By Cate McQuaid, Globe Correspondent | January 17, 2010

Now that festive holiday lights have been snuffed, Bostonians struggling through the bleak winter need some other kind of candle to light up the chilly dark. Artists throw sparks into the night air with two illuminating projects up this winter.

“Luminous Windows 2010’’ features glowing holograms in the windows of the MIT Museum, lit up from 4:30 p.m. to 2 a.m. each night. And at Fort Point Channel, the Fort Point Arts Community Winter Solstice Public Art Series features four bright projects by FPAC artists, best viewed after dark.

“Luminous Windows’’ is a knockout show - artistically, historically, technically, and in its ability to arrest passersby, even on a frosty night. Curated by the MIT Museum’s Seth Riskin, it features six holograms by titans of the field. The first holograms made for display were created in the 1960s. This is a mix of works by the form’s inventors and the artists who followed.

The magic of holograms lies in their ability to convey authentic-looking three-dimensional forms using light. It almost feels as if you’re falling into “Deep Train,’’ a 1965 hologram made by Emmett Leith, Carl Leonard, and Juris Upatnieks. It captures a distant expanse, including a train, a station, tracks, and utility poles casting long shadows in the eerie light. The depth feels all the more dramatic viewed within the confines of a small frame.

#### [DATA EXCERPT]
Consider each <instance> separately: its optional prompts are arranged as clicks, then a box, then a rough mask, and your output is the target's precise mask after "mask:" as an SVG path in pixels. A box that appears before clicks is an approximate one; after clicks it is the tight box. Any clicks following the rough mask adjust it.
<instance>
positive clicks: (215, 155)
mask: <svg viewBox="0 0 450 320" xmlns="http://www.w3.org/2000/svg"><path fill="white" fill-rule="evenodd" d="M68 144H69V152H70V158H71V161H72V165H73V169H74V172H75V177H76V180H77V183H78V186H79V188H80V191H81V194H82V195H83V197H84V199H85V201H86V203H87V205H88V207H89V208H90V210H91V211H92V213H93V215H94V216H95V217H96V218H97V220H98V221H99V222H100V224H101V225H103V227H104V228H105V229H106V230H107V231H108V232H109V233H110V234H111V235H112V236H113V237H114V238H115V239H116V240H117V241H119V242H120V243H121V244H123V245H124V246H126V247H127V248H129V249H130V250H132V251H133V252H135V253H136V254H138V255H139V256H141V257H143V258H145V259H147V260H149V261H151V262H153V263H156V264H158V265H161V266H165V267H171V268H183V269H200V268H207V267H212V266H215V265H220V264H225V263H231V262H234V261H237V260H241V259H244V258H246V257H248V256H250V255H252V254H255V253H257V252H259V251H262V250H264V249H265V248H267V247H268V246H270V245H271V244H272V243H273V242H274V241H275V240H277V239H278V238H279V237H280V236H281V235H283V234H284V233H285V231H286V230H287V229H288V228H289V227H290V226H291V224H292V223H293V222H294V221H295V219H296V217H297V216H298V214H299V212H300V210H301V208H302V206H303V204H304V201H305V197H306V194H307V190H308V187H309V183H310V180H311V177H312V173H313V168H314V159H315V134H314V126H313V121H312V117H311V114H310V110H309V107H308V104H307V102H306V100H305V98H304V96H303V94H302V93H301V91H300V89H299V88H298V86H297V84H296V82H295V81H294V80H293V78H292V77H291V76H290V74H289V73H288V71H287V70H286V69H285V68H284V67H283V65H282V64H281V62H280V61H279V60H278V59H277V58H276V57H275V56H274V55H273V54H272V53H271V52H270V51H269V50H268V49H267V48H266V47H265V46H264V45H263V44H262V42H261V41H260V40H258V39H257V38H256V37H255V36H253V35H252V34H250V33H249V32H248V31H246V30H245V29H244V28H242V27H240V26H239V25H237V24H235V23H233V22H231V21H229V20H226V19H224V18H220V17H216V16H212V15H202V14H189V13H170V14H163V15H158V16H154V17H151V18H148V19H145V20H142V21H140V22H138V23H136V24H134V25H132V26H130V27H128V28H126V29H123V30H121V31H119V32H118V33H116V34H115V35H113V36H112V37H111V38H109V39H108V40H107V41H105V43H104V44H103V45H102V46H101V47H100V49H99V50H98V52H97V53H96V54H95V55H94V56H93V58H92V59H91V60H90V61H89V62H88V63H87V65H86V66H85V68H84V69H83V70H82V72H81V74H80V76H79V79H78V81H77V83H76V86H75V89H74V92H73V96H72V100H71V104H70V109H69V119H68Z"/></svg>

#### [TASK REQUIREMENTS]
In the article on Boston's winter light art, reproduce word for word the passage that opens with the words "The magic of" and closes with "a small frame.".

#### [RESULT]
The magic of holograms lies in their ability to convey authentic-looking three-dimensional forms using light. It almost feels as if you’re falling into “Deep Train,’’ a 1965 hologram made by Emmett Leith, Carl Leonard, and Juris Upatnieks. It captures a distant expanse, including a train, a station, tracks, and utility poles casting long shadows in the eerie light. The depth feels all the more dramatic viewed within the confines of a small frame.